Excerpts from location labeling data
────

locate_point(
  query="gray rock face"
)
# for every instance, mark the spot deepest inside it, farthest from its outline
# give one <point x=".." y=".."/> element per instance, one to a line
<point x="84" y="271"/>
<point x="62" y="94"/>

────

[What is expected]: Change "instance" to "occurrence" throughout the entries, and write out all their lines again with nothing else altered.

[Exercise answer]:
locate_point(
  query="gray rock face"
)
# for every occurrence, mark the spot deepest inside it, farthest from its outline
# give one <point x=".." y=".."/> element per occurrence, one to a line
<point x="84" y="271"/>
<point x="62" y="94"/>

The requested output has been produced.